*Short task:* List each line of the entries below that contains the string "chip", treating case as significant.

*Given data:*
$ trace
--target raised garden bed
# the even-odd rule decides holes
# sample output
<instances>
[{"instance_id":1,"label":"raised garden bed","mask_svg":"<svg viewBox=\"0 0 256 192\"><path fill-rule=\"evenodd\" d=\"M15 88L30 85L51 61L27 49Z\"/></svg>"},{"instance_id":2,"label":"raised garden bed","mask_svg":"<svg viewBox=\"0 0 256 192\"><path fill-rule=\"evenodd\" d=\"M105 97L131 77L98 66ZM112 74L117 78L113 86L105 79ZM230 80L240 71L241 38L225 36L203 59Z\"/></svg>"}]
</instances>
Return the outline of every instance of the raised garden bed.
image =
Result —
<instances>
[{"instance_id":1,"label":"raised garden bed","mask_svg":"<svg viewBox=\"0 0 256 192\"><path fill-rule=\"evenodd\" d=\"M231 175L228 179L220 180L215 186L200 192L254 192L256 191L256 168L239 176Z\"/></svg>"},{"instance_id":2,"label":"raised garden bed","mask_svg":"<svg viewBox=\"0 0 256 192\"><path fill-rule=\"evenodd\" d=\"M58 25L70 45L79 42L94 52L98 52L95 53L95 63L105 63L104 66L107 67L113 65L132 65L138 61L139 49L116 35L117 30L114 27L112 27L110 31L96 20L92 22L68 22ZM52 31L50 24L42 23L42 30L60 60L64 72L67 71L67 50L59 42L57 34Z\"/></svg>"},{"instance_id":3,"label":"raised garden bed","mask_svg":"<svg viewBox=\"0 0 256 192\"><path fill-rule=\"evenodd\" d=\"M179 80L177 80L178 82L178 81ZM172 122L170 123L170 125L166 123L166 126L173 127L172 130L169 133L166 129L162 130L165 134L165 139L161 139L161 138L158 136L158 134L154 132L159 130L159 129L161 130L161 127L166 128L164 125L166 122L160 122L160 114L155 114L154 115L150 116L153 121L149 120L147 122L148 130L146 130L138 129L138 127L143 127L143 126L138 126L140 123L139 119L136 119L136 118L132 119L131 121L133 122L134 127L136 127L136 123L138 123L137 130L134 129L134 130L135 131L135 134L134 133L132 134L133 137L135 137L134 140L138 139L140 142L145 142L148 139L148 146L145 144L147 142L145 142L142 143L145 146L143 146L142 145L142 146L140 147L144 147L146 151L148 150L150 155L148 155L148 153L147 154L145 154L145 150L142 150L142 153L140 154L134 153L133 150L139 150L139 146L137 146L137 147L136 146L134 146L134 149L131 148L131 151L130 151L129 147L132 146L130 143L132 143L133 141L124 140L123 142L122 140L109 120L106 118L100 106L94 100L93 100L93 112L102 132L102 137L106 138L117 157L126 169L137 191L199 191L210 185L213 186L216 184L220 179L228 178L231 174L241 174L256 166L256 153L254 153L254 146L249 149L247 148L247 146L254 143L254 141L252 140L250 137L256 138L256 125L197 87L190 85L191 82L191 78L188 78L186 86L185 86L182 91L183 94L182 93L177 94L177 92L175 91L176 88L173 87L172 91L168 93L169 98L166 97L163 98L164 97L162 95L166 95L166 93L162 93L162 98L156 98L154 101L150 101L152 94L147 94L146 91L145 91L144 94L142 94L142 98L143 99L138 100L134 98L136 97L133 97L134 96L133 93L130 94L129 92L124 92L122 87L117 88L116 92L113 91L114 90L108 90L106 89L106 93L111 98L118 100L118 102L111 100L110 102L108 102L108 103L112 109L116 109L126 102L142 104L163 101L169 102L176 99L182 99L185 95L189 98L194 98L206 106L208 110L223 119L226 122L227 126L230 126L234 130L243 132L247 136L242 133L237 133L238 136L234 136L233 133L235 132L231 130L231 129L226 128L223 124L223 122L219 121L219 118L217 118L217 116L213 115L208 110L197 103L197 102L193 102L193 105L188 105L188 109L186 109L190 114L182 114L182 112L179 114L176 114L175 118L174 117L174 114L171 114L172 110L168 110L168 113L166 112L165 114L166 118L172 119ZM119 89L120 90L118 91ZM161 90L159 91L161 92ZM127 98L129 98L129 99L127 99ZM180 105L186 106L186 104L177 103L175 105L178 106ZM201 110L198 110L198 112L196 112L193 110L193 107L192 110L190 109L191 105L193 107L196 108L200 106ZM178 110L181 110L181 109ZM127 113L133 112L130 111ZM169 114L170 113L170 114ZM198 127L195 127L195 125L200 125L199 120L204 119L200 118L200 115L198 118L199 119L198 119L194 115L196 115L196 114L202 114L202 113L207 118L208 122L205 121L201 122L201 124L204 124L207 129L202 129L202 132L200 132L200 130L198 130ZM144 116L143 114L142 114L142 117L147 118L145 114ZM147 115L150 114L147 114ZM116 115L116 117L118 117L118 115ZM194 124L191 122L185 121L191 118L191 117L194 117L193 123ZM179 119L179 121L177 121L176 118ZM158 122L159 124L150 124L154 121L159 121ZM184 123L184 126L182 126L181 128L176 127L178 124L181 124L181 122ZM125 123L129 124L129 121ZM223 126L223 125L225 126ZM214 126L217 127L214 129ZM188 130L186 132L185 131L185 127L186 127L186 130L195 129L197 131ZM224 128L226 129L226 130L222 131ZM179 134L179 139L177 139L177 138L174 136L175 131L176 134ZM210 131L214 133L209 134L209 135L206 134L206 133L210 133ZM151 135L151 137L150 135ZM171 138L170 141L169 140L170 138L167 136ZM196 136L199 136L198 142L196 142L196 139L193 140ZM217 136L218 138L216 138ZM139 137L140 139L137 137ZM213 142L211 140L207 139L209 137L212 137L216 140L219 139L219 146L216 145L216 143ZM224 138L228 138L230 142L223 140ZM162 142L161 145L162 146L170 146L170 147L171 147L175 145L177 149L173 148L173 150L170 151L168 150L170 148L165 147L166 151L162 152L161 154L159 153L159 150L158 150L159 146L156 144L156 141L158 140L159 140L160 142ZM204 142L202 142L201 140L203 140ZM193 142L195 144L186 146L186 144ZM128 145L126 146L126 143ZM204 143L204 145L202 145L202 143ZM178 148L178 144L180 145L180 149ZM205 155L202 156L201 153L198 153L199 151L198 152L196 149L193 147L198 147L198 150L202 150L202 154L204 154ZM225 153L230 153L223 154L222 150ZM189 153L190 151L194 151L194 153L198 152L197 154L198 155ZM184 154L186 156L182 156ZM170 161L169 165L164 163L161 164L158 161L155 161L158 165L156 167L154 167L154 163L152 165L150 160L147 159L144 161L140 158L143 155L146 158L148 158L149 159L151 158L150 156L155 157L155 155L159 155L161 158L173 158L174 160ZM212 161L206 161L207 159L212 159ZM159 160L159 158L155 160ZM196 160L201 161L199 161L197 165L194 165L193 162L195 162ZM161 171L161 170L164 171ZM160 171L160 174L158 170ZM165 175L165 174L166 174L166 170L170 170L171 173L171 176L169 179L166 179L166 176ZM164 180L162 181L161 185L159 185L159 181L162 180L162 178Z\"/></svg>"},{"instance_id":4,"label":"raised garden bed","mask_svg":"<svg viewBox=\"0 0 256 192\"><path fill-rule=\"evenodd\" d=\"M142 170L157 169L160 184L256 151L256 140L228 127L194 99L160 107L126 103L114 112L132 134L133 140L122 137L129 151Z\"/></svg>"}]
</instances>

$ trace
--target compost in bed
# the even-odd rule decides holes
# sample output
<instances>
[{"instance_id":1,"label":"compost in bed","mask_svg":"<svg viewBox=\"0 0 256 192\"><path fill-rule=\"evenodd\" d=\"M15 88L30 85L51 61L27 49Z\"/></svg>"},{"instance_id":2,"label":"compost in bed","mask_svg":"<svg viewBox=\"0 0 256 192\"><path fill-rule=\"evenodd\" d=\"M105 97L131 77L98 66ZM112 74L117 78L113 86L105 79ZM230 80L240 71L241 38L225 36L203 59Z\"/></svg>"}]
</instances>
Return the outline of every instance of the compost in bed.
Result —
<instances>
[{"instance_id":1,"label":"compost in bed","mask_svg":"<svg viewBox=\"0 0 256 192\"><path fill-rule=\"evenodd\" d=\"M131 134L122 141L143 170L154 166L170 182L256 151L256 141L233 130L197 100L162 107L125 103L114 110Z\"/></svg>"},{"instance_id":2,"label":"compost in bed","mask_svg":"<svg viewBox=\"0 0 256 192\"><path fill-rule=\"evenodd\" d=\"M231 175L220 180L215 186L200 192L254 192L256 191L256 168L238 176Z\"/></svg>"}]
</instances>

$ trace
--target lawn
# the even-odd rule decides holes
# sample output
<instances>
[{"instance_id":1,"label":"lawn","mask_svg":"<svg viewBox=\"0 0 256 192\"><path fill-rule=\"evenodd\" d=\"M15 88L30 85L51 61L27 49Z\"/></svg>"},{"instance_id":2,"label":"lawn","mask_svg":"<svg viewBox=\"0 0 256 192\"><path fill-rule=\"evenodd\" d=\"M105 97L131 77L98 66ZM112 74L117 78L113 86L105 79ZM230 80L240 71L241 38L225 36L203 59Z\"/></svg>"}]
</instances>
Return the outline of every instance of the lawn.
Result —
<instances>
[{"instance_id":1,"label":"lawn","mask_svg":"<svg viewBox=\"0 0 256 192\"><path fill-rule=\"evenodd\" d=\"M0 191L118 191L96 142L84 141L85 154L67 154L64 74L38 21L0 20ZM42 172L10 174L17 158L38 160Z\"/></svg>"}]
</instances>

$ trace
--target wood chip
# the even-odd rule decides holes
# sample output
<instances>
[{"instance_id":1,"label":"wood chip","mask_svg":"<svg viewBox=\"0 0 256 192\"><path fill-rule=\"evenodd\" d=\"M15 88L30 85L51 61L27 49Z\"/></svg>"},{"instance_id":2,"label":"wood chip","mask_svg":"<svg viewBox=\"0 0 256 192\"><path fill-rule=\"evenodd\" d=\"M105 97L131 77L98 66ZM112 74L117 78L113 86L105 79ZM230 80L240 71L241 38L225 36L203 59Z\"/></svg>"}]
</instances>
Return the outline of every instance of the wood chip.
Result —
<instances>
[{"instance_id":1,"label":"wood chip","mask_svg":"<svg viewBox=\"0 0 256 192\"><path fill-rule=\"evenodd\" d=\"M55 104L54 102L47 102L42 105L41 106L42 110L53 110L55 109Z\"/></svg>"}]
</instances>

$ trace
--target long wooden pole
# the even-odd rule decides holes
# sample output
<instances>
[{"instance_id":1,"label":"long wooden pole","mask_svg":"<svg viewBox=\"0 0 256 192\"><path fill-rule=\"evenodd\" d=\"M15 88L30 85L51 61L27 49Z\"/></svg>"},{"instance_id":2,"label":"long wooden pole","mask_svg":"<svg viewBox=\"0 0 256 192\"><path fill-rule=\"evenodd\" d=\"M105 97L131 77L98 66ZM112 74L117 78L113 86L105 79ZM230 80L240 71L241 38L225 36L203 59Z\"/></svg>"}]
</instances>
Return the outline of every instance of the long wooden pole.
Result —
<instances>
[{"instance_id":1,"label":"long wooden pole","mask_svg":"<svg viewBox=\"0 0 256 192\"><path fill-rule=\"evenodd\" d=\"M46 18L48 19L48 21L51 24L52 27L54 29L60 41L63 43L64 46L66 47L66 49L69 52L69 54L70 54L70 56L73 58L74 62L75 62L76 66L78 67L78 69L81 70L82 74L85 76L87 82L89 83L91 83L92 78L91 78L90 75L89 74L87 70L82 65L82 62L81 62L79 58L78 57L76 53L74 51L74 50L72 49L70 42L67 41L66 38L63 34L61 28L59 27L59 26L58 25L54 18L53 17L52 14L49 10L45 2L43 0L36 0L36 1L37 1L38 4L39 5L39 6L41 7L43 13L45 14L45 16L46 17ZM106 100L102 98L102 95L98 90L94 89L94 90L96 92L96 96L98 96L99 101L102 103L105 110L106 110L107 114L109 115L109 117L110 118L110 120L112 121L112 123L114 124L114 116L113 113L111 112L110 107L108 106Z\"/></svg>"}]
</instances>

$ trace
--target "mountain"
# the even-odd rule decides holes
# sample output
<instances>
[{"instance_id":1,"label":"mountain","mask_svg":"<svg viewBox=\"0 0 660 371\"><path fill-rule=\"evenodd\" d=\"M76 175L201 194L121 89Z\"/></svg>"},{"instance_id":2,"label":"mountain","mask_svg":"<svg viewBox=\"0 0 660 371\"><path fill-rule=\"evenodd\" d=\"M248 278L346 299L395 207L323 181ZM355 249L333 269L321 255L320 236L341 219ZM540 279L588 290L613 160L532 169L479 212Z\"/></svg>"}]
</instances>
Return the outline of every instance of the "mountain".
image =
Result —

*Answer to this task:*
--target wood chip
[{"instance_id":1,"label":"wood chip","mask_svg":"<svg viewBox=\"0 0 256 192\"><path fill-rule=\"evenodd\" d=\"M15 88L30 85L51 61L27 49Z\"/></svg>"},{"instance_id":2,"label":"wood chip","mask_svg":"<svg viewBox=\"0 0 256 192\"><path fill-rule=\"evenodd\" d=\"M105 97L131 77L98 66ZM112 74L117 78L113 86L105 79ZM230 80L240 71L241 38L225 36L203 59Z\"/></svg>"}]
Return the outline of every instance of the wood chip.
[{"instance_id":1,"label":"wood chip","mask_svg":"<svg viewBox=\"0 0 256 192\"><path fill-rule=\"evenodd\" d=\"M55 104L54 102L47 102L42 105L41 106L42 110L53 110L55 109Z\"/></svg>"}]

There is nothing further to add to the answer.